Page text —
That positive reaction stems from fan, driver and NASCAR sentiment alike. John Probst, NASCAR’s senior vice president of innovation and racing development, called Sunday’s race “one of the best short-track races I’ve ever seen.”

“For the past year or so,” Stucker said, “the drivers have been pushing us to be more aggressive in our recommendations to be more aggressive in tire wear and let them manage the tires over the course of the run. And I think that’s what we saw yesterday. Tire management was key. It was probably the most important thing of anything in the race.

“Now, I’m not advocating that we have tire wear as severe as we saw yesterday every race. But I think it’s a place where we could draw a line in the sand and I think we can learn from that.”

NASCAR Cup Series drivers pit for tires at Bristol Motor Speedway.
Jonathan Bachman | Getty Images

The next steps have already begun, which center on why the tires wore after approximately 50 laps Sunday as opposed to lasting a full 130 laps back in September.

“I mentioned before that this was the same tire that we raced last in September of last year. It’s the same D numbers; it’s a different production line,” Stucker said. “So we’re not taking anything for granted. It’s the same spec, but is there anything that could stand out that could create a difference? A couple of drivers after the race told us, ‘Look, you can’t convince me that was the same tire the way it behaves,’ and we get that. I mean, there’s no question that the tire didn’t wear the same. It didn’t put rubber down like it did in September. It just behaved differently.

“Now was that because of the tire itself? Was that because of the race track? Obviously, resin was put down on the race track instead of the PJ1 which was done last year. We haven’t really decided if that could be a factor yet. That’s one thing that we’re looking at. … Was there anything they did differently washing the race track or anything like that?

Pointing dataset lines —
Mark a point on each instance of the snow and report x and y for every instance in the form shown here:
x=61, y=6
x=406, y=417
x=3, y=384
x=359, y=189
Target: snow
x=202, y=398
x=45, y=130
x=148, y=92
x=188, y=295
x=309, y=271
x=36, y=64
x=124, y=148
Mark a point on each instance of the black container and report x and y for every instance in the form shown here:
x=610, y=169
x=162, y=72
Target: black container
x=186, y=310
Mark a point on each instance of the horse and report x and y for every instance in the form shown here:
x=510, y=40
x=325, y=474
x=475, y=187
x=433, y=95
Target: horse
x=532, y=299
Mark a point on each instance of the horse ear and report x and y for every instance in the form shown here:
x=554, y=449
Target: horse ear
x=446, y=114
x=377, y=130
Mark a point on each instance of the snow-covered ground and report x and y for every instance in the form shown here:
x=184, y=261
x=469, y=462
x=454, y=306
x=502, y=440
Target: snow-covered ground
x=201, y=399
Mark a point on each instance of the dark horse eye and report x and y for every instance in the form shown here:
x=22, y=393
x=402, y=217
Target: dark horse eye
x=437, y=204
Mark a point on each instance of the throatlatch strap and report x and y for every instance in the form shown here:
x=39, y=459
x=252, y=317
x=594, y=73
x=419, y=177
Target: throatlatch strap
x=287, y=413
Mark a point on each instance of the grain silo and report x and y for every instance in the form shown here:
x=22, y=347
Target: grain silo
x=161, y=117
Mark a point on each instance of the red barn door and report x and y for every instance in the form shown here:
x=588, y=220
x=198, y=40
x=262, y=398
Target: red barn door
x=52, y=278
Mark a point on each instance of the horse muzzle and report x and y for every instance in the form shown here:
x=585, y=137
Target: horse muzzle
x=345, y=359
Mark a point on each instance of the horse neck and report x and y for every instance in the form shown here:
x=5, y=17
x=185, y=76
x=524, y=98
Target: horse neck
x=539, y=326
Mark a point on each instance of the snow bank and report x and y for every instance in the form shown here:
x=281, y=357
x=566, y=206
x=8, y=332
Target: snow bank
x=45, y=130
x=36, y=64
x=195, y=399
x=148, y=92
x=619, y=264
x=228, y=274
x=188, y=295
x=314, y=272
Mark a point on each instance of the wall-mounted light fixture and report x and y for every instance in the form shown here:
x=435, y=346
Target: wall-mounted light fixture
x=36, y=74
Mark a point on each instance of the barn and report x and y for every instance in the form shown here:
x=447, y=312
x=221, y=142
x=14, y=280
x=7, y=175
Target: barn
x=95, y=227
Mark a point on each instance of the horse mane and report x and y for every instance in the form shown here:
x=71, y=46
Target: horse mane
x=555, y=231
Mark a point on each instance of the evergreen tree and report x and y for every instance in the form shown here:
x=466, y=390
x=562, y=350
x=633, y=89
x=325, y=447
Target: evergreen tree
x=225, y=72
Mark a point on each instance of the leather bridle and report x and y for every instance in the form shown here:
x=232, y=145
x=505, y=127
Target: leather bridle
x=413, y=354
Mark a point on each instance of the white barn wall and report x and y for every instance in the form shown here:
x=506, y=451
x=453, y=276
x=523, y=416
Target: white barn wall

Tasks for this exercise —
1. According to the Bristol tire wear article, after roughly how many laps did the tires wear out in Sunday's race?
2. Write the next part of the Bristol tire wear article, picking up right after its final sentence.
The lines have no role in what you are asked to do here.

Results of the tasks —
1. After approximately 50 laps.

2.
“So there’s a lot to go through. But we’re certainly looking at every piece of the puzzle from our perspective and make sure there was nothing in our raw materials or any of our processes that would create any sort of difference.”

Ultimately, Stucker credited the wheelmen and their teams for navigating the situation with grace to get to the checkered flag without further issue, concluding the record-breaking race on a 121-lap green-flag run.

“Kudos to the drivers,” Stucker said. “That’s what they’ve been saying. Again, it was extreme yesterday, but I think what transpired just reinforced what they’ve been saying and how important it is to put some of the control of the car back in the hands of the drivers because it really does make a difference. And I say drivers, but it’s also in the hands of the crew chiefs. The crew chiefs had to go to work yesterday also, right, and try to make adjustments with a race car so the drivers could keep the tires underneath them. And so I think if you poll the garage, most everybody had a pretty darn good time, even in a challenging situation because it was fun behind the wheel; it was fun for the crew chiefs to make adjustments.”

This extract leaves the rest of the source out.